Alıntı metin:
Hüzne Yuva Yapmış Turna Teleği, Çocuk, A. Erkan AKAY

Hüzne Yuva Yapmış Turna Teleği yazısını ve A. Erkan AKAY yazarına ait tüm yazıları Kitaphaber.com.tr sitemizden okuyabilirsiniz.

Hüzne Yuva Yapmış Turna Teleği

24.07.2024 09:00 - A. Erkan AKAY
Hüzne Yuva Yapmış Turna Teleği

Uzun zaman sonra elime Günışığı'ndan yeni bir kitap ulaştı. Çocuk ve gençlik edebiyatı alanında yüksek lisans eğitimine devam eden öğretmen Mehmet Ali Öksüz'ün sanırım ilk kitabı: Turna Teleği. Şehir çocuğunun belki hiç görmediği bir kuş olan turnanın, yine büyük ihtimalle hiç duymadığı teleğini kitabının ismine kondurmuş sevgili öğretmenimiz. Ve bizi bozkırın masalsı hiçliğinde kayıp bir hikâyenin peşine takmış.

İş talebi A: Aşağıdaki kayıtların tamamından, resimler hariç bütün satırları hiç değiştirmeden çıkar.

Kullanılacak veriler:
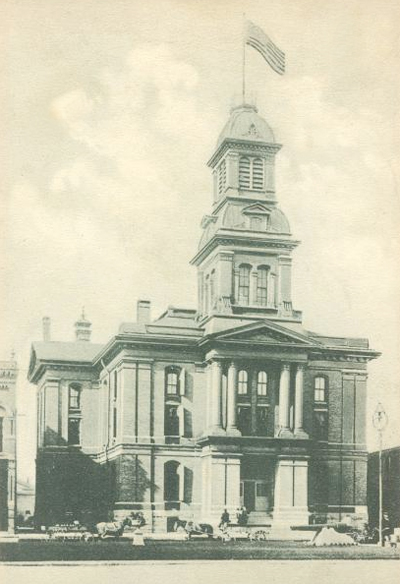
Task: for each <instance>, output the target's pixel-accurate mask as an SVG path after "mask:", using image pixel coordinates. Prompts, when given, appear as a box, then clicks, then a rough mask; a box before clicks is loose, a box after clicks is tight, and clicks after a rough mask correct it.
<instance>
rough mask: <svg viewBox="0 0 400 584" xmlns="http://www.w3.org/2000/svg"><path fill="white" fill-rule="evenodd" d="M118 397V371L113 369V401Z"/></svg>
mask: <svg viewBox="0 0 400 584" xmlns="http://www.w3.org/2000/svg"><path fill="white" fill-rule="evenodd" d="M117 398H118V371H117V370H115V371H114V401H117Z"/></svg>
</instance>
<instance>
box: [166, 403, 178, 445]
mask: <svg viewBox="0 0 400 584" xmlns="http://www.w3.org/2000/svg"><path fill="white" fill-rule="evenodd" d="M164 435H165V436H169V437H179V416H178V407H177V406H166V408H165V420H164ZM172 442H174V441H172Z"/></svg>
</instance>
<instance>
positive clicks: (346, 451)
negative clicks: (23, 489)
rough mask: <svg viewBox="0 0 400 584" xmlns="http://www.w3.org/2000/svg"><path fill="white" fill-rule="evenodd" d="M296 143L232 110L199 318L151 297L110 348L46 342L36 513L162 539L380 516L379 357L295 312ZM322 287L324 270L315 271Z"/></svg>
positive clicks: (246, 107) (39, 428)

İş talebi B: Turna Teleği yazısında "24.07.2024 09:00 - A." sözlerinden "hikâyenin peşine takmış." sözlerine kadar olan kısmı "bozkırın" yerine "çölün" koyarak düzenle ve yeniden yaz.

Sorunun çözümü A:
Task: for each <instance>, output the target's pixel-accurate mask as an SVG path after "mask:", using image pixel coordinates. Prompts, when given, appear as a box, then clicks, then a rough mask; a box before clicks is loose, a box after clicks is tight, and clicks after a rough mask correct it.
<instance>
rough mask: <svg viewBox="0 0 400 584" xmlns="http://www.w3.org/2000/svg"><path fill="white" fill-rule="evenodd" d="M118 397V371L113 369V401Z"/></svg>
mask: <svg viewBox="0 0 400 584" xmlns="http://www.w3.org/2000/svg"><path fill="white" fill-rule="evenodd" d="M117 398H118V371H117V370H115V371H114V401H117Z"/></svg>
</instance>
<instance>
box: [166, 403, 178, 445]
mask: <svg viewBox="0 0 400 584" xmlns="http://www.w3.org/2000/svg"><path fill="white" fill-rule="evenodd" d="M164 435H165V436H169V437H179V416H178V407H177V406H166V408H165V420H164ZM172 442H174V441H172Z"/></svg>
</instance>
<instance>
positive clicks: (346, 451)
negative clicks: (23, 489)
rough mask: <svg viewBox="0 0 400 584" xmlns="http://www.w3.org/2000/svg"><path fill="white" fill-rule="evenodd" d="M296 143L232 110L199 318L151 297L110 348L46 342L36 513L162 539L380 516L379 357L295 312ZM322 287L324 270L315 271Z"/></svg>
positive clicks: (246, 107) (39, 428)

Sorunun çözümü B:
24.07.2024 09:00 - A. Erkan AKAY
Hüzne Yuva Yapmış Turna Teleği

Uzun zaman sonra elime Günışığı'ndan yeni bir kitap ulaştı. Çocuk ve gençlik edebiyatı alanında yüksek lisans eğitimine devam eden öğretmen Mehmet Ali Öksüz'ün sanırım ilk kitabı: Turna Teleği. Şehir çocuğunun belki hiç görmediği bir kuş olan turnanın, yine büyük ihtimalle hiç duymadığı teleğini kitabının ismine kondurmuş sevgili öğretmenimiz. Ve bizi çölün masalsı hiçliğinde kayıp bir hikâyenin peşine takmış.